- **WHAT TO PRODUCE**: Copy everything from the line containing "of the smiling" down through the end of the rows below, word for word.

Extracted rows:

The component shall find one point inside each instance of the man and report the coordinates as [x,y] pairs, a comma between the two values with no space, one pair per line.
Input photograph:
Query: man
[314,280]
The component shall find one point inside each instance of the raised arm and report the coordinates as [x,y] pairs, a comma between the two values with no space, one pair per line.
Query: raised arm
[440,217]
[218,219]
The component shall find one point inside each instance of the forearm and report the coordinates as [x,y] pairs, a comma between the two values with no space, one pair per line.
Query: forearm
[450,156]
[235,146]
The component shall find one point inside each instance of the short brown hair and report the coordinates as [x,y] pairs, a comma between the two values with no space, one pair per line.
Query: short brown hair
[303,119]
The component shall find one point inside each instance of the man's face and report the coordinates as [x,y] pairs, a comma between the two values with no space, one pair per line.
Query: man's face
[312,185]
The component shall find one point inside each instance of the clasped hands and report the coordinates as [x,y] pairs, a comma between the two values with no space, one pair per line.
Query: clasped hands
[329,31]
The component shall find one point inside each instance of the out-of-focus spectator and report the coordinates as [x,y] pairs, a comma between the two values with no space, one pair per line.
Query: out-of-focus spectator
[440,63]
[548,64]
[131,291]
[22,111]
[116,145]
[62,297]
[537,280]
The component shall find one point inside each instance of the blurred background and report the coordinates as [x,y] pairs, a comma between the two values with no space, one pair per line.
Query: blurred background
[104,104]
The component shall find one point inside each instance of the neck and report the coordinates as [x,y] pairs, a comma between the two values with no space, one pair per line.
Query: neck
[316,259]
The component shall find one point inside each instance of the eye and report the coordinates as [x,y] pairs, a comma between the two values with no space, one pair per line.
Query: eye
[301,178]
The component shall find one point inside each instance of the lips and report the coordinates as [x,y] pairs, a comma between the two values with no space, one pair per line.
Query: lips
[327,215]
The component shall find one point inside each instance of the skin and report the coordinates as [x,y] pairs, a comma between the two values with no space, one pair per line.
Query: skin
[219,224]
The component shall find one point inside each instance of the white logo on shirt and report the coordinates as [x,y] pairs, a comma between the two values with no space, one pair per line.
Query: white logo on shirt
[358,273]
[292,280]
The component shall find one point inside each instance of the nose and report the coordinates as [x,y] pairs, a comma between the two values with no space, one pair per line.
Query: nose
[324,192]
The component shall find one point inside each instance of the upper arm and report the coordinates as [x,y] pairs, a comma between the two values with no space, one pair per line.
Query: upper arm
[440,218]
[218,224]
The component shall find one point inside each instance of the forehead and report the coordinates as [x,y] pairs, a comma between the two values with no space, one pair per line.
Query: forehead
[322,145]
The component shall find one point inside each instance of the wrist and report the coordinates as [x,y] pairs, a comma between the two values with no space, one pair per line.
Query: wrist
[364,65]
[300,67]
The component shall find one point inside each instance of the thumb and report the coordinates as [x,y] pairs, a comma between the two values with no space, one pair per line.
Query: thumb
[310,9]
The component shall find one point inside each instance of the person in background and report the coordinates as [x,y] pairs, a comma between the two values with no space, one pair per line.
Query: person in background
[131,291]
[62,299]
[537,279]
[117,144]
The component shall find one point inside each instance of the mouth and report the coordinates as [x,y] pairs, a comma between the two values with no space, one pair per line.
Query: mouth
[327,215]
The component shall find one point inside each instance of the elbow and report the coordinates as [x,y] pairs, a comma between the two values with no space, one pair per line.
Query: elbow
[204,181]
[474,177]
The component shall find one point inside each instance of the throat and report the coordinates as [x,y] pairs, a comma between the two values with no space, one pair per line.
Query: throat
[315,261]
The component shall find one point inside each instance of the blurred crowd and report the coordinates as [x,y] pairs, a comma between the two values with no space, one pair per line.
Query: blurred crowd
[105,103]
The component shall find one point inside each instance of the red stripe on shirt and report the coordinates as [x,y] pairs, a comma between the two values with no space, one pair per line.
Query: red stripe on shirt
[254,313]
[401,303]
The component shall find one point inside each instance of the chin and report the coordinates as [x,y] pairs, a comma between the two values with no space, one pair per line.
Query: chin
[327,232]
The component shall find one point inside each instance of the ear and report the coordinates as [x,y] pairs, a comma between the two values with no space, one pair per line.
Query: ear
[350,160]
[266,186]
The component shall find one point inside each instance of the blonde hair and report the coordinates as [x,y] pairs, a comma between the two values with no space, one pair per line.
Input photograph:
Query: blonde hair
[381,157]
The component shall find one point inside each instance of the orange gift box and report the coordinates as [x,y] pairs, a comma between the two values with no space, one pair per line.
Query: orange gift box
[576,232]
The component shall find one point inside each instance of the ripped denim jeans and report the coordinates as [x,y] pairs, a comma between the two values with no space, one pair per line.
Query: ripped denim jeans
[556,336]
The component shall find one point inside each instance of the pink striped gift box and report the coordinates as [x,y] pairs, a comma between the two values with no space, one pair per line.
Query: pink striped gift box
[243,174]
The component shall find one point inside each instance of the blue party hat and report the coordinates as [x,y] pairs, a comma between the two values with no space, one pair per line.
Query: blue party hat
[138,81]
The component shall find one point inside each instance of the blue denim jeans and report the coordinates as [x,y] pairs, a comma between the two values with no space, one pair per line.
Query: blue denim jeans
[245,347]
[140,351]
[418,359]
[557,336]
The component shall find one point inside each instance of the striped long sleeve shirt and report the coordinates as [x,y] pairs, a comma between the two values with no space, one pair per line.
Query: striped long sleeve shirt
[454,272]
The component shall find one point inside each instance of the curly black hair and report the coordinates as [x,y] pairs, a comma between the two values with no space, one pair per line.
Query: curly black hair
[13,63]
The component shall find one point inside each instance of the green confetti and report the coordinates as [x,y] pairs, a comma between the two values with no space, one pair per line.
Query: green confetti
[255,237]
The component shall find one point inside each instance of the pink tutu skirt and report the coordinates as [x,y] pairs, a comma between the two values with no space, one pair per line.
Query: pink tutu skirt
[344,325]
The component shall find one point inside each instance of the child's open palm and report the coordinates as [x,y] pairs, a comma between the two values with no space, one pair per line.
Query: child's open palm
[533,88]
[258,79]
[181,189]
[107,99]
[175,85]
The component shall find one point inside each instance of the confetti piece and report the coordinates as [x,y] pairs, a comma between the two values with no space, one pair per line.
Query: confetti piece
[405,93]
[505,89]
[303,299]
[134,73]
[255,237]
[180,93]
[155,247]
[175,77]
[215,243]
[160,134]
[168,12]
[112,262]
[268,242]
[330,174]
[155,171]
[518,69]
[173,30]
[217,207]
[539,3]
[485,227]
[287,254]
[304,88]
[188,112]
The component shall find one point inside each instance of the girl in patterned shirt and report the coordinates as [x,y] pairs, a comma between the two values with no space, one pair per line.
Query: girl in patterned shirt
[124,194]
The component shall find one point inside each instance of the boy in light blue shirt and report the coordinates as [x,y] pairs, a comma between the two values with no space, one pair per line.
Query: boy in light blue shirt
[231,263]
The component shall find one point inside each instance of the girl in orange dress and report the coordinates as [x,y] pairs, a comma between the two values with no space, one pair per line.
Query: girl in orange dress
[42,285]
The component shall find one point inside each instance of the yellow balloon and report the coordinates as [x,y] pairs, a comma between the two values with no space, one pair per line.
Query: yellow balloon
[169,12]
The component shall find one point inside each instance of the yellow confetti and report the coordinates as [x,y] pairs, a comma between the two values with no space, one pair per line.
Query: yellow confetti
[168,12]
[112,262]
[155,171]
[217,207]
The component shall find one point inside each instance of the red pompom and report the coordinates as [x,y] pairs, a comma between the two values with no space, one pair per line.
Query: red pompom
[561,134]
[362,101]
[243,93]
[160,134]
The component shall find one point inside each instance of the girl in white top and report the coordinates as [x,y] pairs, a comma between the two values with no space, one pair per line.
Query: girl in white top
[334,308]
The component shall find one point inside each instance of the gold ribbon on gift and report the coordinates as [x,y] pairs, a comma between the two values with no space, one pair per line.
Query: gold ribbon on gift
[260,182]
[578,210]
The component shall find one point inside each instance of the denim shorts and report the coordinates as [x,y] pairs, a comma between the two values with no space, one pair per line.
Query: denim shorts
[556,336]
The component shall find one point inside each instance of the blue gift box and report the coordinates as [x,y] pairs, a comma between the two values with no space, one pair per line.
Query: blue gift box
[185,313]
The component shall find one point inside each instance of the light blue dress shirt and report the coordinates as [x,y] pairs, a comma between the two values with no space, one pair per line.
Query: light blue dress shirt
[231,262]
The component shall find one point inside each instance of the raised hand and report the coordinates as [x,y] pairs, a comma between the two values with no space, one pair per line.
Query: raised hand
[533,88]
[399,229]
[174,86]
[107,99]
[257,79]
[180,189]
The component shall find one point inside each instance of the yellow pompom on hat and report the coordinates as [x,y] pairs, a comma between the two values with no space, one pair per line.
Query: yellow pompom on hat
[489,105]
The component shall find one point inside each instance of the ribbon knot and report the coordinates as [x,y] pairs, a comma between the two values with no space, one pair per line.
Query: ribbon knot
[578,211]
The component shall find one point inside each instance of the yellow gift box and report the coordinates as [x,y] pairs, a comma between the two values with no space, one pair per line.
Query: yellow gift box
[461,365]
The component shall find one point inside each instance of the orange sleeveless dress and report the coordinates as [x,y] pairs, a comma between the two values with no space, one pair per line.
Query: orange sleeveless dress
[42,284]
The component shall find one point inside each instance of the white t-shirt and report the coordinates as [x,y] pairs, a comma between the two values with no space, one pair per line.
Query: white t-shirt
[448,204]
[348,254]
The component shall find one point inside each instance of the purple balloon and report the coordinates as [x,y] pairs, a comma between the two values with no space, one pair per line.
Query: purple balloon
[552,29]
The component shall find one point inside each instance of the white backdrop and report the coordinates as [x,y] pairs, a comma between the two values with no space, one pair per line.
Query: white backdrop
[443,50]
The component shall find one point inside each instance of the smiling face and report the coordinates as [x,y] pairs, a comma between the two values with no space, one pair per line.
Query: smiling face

- **REPLY**:
The component shall find one point inside each instance of the smiling face and report the coordinates as [x,y] pairs, a comma between the two values with no space, one pair per line.
Query: smiling face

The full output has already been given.